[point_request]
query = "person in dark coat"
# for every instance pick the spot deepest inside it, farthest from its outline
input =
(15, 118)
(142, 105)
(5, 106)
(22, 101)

◇ ◇ ◇ ◇ ◇

_WHAT THIS TASK INVOLVES_: Retype the data above line for line, without changing anything.

_FULL SOLUTION_:
[point_request]
query = "person in dark coat"
# for every instance pick the spot deepest inside it, farthest from its outline
input =
(15, 118)
(142, 105)
(5, 106)
(22, 101)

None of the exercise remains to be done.